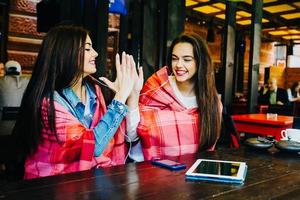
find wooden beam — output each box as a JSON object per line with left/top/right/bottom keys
{"left": 142, "top": 0, "right": 159, "bottom": 79}
{"left": 247, "top": 0, "right": 263, "bottom": 113}
{"left": 220, "top": 1, "right": 236, "bottom": 108}
{"left": 0, "top": 0, "right": 8, "bottom": 61}
{"left": 271, "top": 8, "right": 300, "bottom": 16}
{"left": 94, "top": 0, "right": 109, "bottom": 78}
{"left": 261, "top": 19, "right": 300, "bottom": 29}
{"left": 119, "top": 0, "right": 129, "bottom": 53}
{"left": 187, "top": 0, "right": 223, "bottom": 9}
{"left": 185, "top": 9, "right": 224, "bottom": 27}
{"left": 263, "top": 0, "right": 300, "bottom": 7}
{"left": 261, "top": 33, "right": 287, "bottom": 43}
{"left": 166, "top": 0, "right": 185, "bottom": 58}
{"left": 238, "top": 2, "right": 288, "bottom": 27}
{"left": 8, "top": 36, "right": 42, "bottom": 45}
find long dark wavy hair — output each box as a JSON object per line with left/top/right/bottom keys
{"left": 167, "top": 32, "right": 222, "bottom": 150}
{"left": 13, "top": 25, "right": 88, "bottom": 159}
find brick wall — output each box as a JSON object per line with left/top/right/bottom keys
{"left": 6, "top": 0, "right": 120, "bottom": 75}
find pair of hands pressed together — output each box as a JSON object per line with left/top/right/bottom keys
{"left": 100, "top": 52, "right": 144, "bottom": 109}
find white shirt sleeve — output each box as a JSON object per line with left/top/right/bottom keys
{"left": 287, "top": 88, "right": 293, "bottom": 101}
{"left": 125, "top": 107, "right": 140, "bottom": 142}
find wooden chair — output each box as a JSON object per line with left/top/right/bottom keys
{"left": 292, "top": 102, "right": 300, "bottom": 117}
{"left": 217, "top": 109, "right": 240, "bottom": 148}
{"left": 267, "top": 105, "right": 294, "bottom": 116}
{"left": 292, "top": 117, "right": 300, "bottom": 129}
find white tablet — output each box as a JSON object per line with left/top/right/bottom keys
{"left": 185, "top": 159, "right": 247, "bottom": 183}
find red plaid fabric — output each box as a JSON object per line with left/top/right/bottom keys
{"left": 24, "top": 82, "right": 126, "bottom": 179}
{"left": 137, "top": 67, "right": 201, "bottom": 160}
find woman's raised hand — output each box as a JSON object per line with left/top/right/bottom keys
{"left": 126, "top": 61, "right": 143, "bottom": 110}
{"left": 99, "top": 52, "right": 142, "bottom": 104}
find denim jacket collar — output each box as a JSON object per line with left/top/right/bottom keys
{"left": 61, "top": 82, "right": 96, "bottom": 109}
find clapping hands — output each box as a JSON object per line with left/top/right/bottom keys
{"left": 99, "top": 52, "right": 143, "bottom": 105}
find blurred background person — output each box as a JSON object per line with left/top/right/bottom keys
{"left": 258, "top": 77, "right": 289, "bottom": 106}
{"left": 287, "top": 81, "right": 300, "bottom": 103}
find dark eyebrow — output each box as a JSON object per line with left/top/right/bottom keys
{"left": 172, "top": 54, "right": 194, "bottom": 59}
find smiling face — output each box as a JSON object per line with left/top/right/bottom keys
{"left": 83, "top": 35, "right": 98, "bottom": 77}
{"left": 171, "top": 42, "right": 197, "bottom": 84}
{"left": 268, "top": 78, "right": 277, "bottom": 92}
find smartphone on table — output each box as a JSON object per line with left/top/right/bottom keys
{"left": 151, "top": 159, "right": 186, "bottom": 171}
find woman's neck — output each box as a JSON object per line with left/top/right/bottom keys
{"left": 72, "top": 78, "right": 86, "bottom": 104}
{"left": 175, "top": 80, "right": 195, "bottom": 97}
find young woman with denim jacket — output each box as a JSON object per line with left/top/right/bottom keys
{"left": 13, "top": 25, "right": 143, "bottom": 179}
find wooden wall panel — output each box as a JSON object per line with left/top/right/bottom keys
{"left": 286, "top": 68, "right": 300, "bottom": 88}
{"left": 7, "top": 36, "right": 42, "bottom": 52}
{"left": 9, "top": 14, "right": 43, "bottom": 38}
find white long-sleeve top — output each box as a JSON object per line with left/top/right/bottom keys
{"left": 125, "top": 76, "right": 198, "bottom": 162}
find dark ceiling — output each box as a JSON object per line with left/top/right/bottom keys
{"left": 185, "top": 0, "right": 300, "bottom": 43}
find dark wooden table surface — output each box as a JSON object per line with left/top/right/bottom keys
{"left": 1, "top": 146, "right": 300, "bottom": 200}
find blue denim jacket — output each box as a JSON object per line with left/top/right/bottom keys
{"left": 54, "top": 82, "right": 128, "bottom": 157}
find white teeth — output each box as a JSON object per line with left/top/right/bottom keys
{"left": 176, "top": 71, "right": 187, "bottom": 75}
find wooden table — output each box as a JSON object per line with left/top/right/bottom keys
{"left": 1, "top": 147, "right": 300, "bottom": 200}
{"left": 232, "top": 114, "right": 294, "bottom": 141}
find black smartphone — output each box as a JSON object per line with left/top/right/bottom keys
{"left": 151, "top": 159, "right": 186, "bottom": 171}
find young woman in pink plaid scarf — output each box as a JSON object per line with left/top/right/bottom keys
{"left": 12, "top": 25, "right": 143, "bottom": 179}
{"left": 127, "top": 33, "right": 231, "bottom": 161}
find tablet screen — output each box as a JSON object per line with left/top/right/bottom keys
{"left": 192, "top": 160, "right": 240, "bottom": 177}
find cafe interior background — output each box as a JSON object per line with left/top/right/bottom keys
{"left": 0, "top": 0, "right": 300, "bottom": 114}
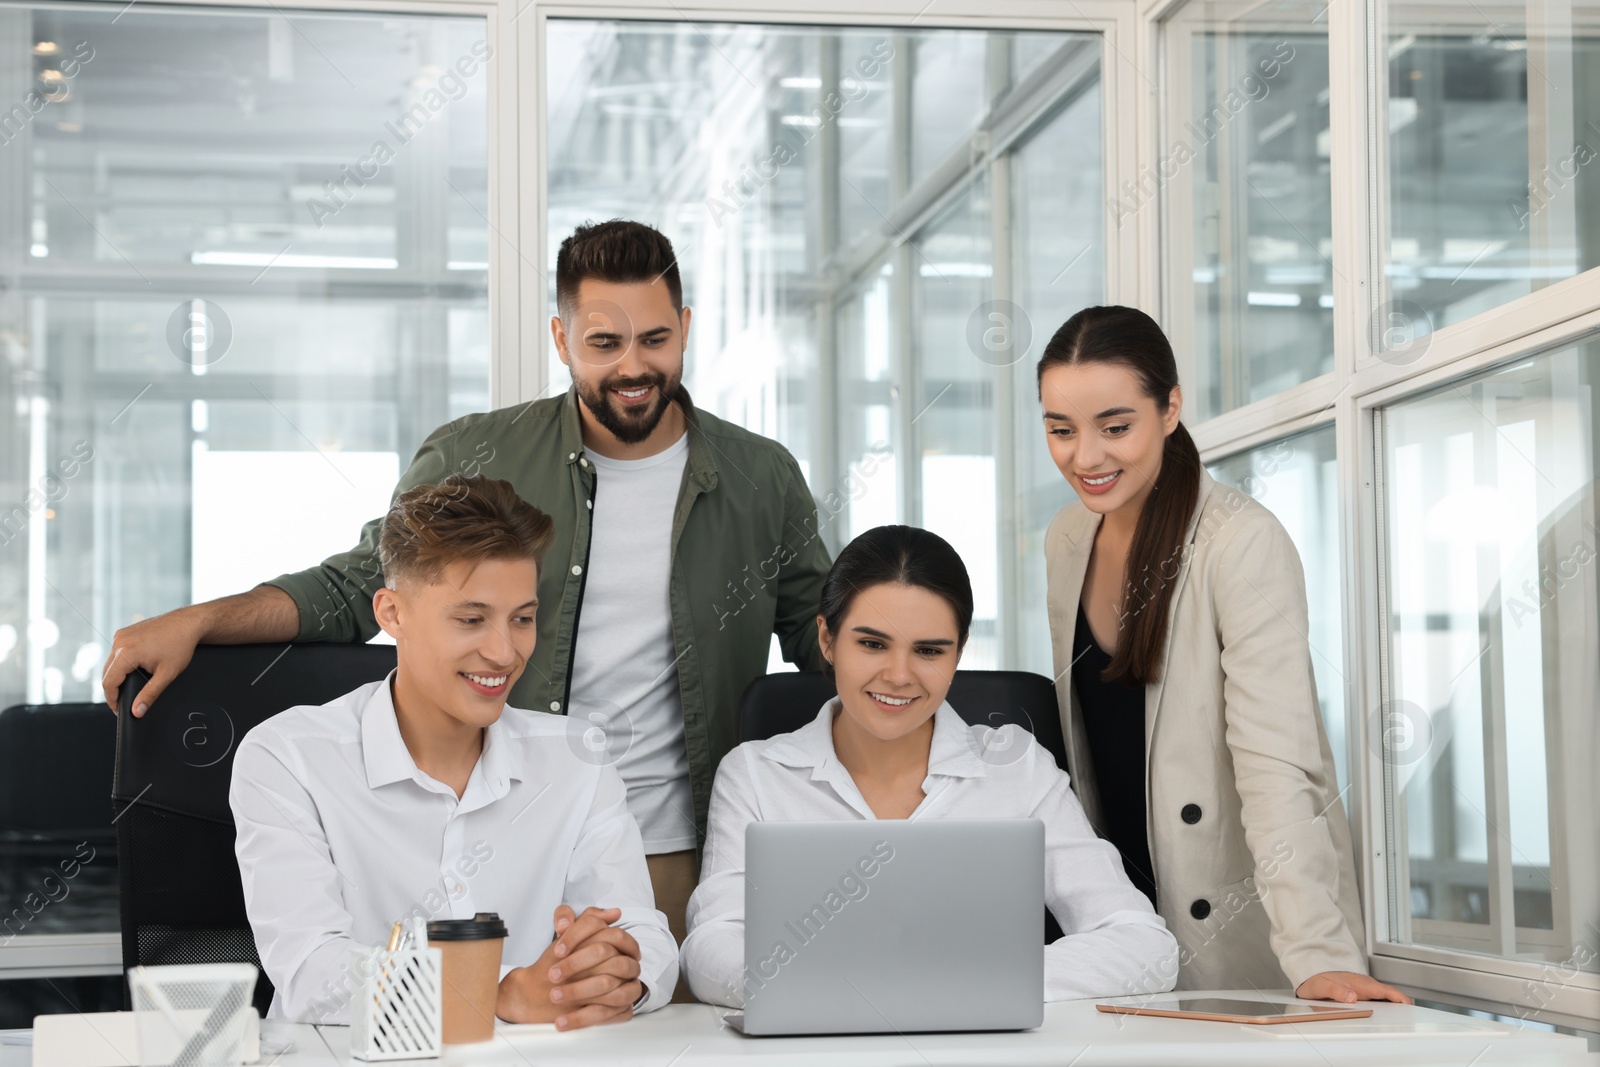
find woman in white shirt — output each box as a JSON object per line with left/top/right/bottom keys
{"left": 681, "top": 524, "right": 1179, "bottom": 1007}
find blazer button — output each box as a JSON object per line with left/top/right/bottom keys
{"left": 1181, "top": 803, "right": 1202, "bottom": 824}
{"left": 1190, "top": 899, "right": 1211, "bottom": 920}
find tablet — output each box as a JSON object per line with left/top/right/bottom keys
{"left": 1096, "top": 997, "right": 1374, "bottom": 1024}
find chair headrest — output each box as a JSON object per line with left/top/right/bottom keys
{"left": 737, "top": 670, "right": 1066, "bottom": 769}
{"left": 0, "top": 702, "right": 116, "bottom": 831}
{"left": 113, "top": 643, "right": 397, "bottom": 825}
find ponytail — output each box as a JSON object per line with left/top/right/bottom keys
{"left": 1107, "top": 421, "right": 1200, "bottom": 685}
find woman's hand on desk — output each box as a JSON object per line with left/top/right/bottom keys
{"left": 496, "top": 905, "right": 645, "bottom": 1030}
{"left": 1295, "top": 971, "right": 1413, "bottom": 1004}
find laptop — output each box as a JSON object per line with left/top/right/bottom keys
{"left": 725, "top": 818, "right": 1045, "bottom": 1036}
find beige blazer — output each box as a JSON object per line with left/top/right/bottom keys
{"left": 1044, "top": 469, "right": 1367, "bottom": 992}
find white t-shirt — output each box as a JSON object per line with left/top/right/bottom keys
{"left": 568, "top": 433, "right": 697, "bottom": 853}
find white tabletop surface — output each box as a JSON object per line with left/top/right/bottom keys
{"left": 5, "top": 992, "right": 1594, "bottom": 1066}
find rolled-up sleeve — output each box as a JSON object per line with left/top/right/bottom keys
{"left": 562, "top": 765, "right": 679, "bottom": 1013}
{"left": 680, "top": 748, "right": 758, "bottom": 1007}
{"left": 230, "top": 733, "right": 362, "bottom": 1023}
{"left": 1031, "top": 746, "right": 1180, "bottom": 1000}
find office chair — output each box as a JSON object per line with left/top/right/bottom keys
{"left": 0, "top": 702, "right": 119, "bottom": 933}
{"left": 112, "top": 642, "right": 397, "bottom": 1015}
{"left": 737, "top": 669, "right": 1069, "bottom": 942}
{"left": 738, "top": 669, "right": 1068, "bottom": 769}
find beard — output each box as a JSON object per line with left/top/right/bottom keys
{"left": 574, "top": 369, "right": 681, "bottom": 445}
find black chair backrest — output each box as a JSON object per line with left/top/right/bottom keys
{"left": 739, "top": 669, "right": 1067, "bottom": 769}
{"left": 0, "top": 703, "right": 120, "bottom": 943}
{"left": 737, "top": 669, "right": 1069, "bottom": 942}
{"left": 112, "top": 643, "right": 397, "bottom": 1014}
{"left": 0, "top": 702, "right": 118, "bottom": 835}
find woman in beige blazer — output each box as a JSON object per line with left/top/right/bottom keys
{"left": 1038, "top": 305, "right": 1408, "bottom": 1004}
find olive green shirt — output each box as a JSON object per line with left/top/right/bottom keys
{"left": 264, "top": 387, "right": 831, "bottom": 843}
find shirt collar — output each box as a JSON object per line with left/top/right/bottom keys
{"left": 474, "top": 715, "right": 518, "bottom": 798}
{"left": 360, "top": 670, "right": 520, "bottom": 795}
{"left": 761, "top": 696, "right": 989, "bottom": 782}
{"left": 558, "top": 384, "right": 719, "bottom": 492}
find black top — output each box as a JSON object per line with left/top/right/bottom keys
{"left": 1072, "top": 601, "right": 1158, "bottom": 907}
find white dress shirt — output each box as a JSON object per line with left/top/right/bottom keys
{"left": 681, "top": 699, "right": 1179, "bottom": 1007}
{"left": 229, "top": 671, "right": 678, "bottom": 1023}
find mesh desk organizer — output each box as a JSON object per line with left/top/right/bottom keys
{"left": 128, "top": 962, "right": 258, "bottom": 1067}
{"left": 350, "top": 918, "right": 443, "bottom": 1061}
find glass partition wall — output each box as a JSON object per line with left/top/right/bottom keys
{"left": 1, "top": 4, "right": 492, "bottom": 712}
{"left": 1161, "top": 0, "right": 1335, "bottom": 421}
{"left": 1364, "top": 0, "right": 1600, "bottom": 1013}
{"left": 1172, "top": 0, "right": 1600, "bottom": 1022}
{"left": 1377, "top": 344, "right": 1599, "bottom": 975}
{"left": 0, "top": 1, "right": 493, "bottom": 1011}
{"left": 543, "top": 20, "right": 1106, "bottom": 669}
{"left": 1380, "top": 4, "right": 1600, "bottom": 341}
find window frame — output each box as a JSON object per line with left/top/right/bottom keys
{"left": 1355, "top": 315, "right": 1600, "bottom": 1027}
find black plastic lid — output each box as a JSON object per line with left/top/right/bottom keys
{"left": 427, "top": 912, "right": 508, "bottom": 941}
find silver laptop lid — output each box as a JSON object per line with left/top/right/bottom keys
{"left": 738, "top": 819, "right": 1045, "bottom": 1035}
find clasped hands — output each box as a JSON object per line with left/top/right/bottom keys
{"left": 496, "top": 905, "right": 646, "bottom": 1030}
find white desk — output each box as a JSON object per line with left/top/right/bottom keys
{"left": 0, "top": 1020, "right": 335, "bottom": 1066}
{"left": 6, "top": 993, "right": 1594, "bottom": 1066}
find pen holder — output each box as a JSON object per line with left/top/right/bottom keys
{"left": 350, "top": 944, "right": 444, "bottom": 1061}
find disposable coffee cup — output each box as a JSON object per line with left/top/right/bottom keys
{"left": 427, "top": 912, "right": 508, "bottom": 1044}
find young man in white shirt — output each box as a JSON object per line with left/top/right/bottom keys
{"left": 230, "top": 475, "right": 677, "bottom": 1029}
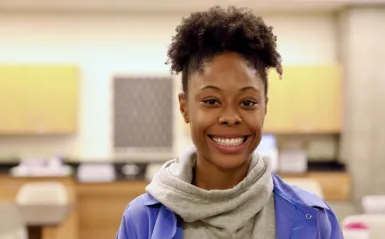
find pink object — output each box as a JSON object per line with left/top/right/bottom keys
{"left": 345, "top": 222, "right": 369, "bottom": 230}
{"left": 343, "top": 221, "right": 370, "bottom": 239}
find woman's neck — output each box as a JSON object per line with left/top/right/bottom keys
{"left": 193, "top": 155, "right": 251, "bottom": 190}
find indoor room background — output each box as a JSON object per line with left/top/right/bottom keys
{"left": 0, "top": 0, "right": 385, "bottom": 238}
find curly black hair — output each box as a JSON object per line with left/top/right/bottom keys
{"left": 166, "top": 5, "right": 282, "bottom": 95}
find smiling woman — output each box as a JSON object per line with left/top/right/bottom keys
{"left": 179, "top": 52, "right": 269, "bottom": 188}
{"left": 116, "top": 5, "right": 343, "bottom": 239}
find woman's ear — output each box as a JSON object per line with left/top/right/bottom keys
{"left": 178, "top": 92, "right": 189, "bottom": 123}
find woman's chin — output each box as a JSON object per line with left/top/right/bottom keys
{"left": 208, "top": 152, "right": 251, "bottom": 170}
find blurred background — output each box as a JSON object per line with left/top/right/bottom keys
{"left": 0, "top": 0, "right": 384, "bottom": 238}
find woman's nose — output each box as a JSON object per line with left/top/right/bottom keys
{"left": 218, "top": 115, "right": 242, "bottom": 125}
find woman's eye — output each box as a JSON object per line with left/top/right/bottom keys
{"left": 203, "top": 99, "right": 219, "bottom": 105}
{"left": 241, "top": 100, "right": 257, "bottom": 107}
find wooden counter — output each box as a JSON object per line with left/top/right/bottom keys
{"left": 0, "top": 172, "right": 350, "bottom": 239}
{"left": 77, "top": 181, "right": 147, "bottom": 239}
{"left": 278, "top": 172, "right": 351, "bottom": 201}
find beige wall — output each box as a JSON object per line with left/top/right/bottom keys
{"left": 0, "top": 11, "right": 338, "bottom": 160}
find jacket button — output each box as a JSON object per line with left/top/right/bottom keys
{"left": 305, "top": 214, "right": 312, "bottom": 219}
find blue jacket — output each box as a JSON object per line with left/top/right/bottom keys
{"left": 116, "top": 174, "right": 343, "bottom": 239}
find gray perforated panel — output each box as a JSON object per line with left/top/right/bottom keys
{"left": 113, "top": 76, "right": 173, "bottom": 150}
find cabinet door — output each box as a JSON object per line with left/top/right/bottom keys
{"left": 309, "top": 65, "right": 342, "bottom": 133}
{"left": 264, "top": 69, "right": 296, "bottom": 133}
{"left": 290, "top": 65, "right": 342, "bottom": 133}
{"left": 264, "top": 65, "right": 342, "bottom": 134}
{"left": 0, "top": 66, "right": 29, "bottom": 133}
{"left": 26, "top": 66, "right": 79, "bottom": 134}
{"left": 289, "top": 66, "right": 318, "bottom": 133}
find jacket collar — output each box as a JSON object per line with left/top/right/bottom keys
{"left": 144, "top": 194, "right": 159, "bottom": 206}
{"left": 271, "top": 173, "right": 330, "bottom": 210}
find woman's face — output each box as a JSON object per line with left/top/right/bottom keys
{"left": 179, "top": 52, "right": 267, "bottom": 170}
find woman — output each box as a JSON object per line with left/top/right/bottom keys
{"left": 116, "top": 5, "right": 343, "bottom": 239}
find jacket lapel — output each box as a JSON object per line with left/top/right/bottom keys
{"left": 274, "top": 193, "right": 320, "bottom": 239}
{"left": 151, "top": 205, "right": 178, "bottom": 239}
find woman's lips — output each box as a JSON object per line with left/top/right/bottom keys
{"left": 207, "top": 135, "right": 250, "bottom": 154}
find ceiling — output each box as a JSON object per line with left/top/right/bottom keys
{"left": 0, "top": 0, "right": 384, "bottom": 13}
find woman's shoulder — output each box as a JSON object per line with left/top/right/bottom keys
{"left": 117, "top": 193, "right": 181, "bottom": 239}
{"left": 123, "top": 193, "right": 161, "bottom": 218}
{"left": 116, "top": 193, "right": 162, "bottom": 239}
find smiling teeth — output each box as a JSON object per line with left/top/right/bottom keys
{"left": 212, "top": 137, "right": 244, "bottom": 147}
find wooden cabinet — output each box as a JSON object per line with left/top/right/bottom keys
{"left": 0, "top": 65, "right": 79, "bottom": 134}
{"left": 0, "top": 66, "right": 29, "bottom": 133}
{"left": 264, "top": 65, "right": 342, "bottom": 134}
{"left": 25, "top": 66, "right": 79, "bottom": 134}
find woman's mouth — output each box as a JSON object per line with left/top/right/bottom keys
{"left": 207, "top": 135, "right": 250, "bottom": 154}
{"left": 209, "top": 136, "right": 248, "bottom": 146}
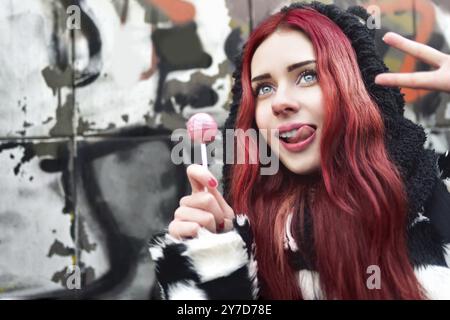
○ ○ ○ ○
## Instructions for the task
Write the lines out again exactly, beginning at the one containing "find ceiling —" and ending with the last line of the entries, but without any pictures.

## Exercise answer
find ceiling — output each box as a JSON object per line with left/top/right/bottom keys
{"left": 0, "top": 0, "right": 384, "bottom": 13}
find woman's shoulder — output each box as a JSON object per line with left/top/right/bottom keys
{"left": 117, "top": 193, "right": 181, "bottom": 239}
{"left": 123, "top": 193, "right": 161, "bottom": 218}
{"left": 116, "top": 193, "right": 162, "bottom": 239}
find smiling teeth — output each box as a JSON object per line with left/top/right/bottom keys
{"left": 212, "top": 137, "right": 244, "bottom": 147}
find wooden cabinet — output each box as a JSON object per line with left/top/right/bottom keys
{"left": 0, "top": 65, "right": 79, "bottom": 134}
{"left": 0, "top": 66, "right": 29, "bottom": 133}
{"left": 264, "top": 65, "right": 342, "bottom": 134}
{"left": 25, "top": 66, "right": 79, "bottom": 134}
find woman's mouth — output each box as a JSON object per line with left/top/right/bottom keys
{"left": 207, "top": 135, "right": 250, "bottom": 154}
{"left": 209, "top": 136, "right": 248, "bottom": 146}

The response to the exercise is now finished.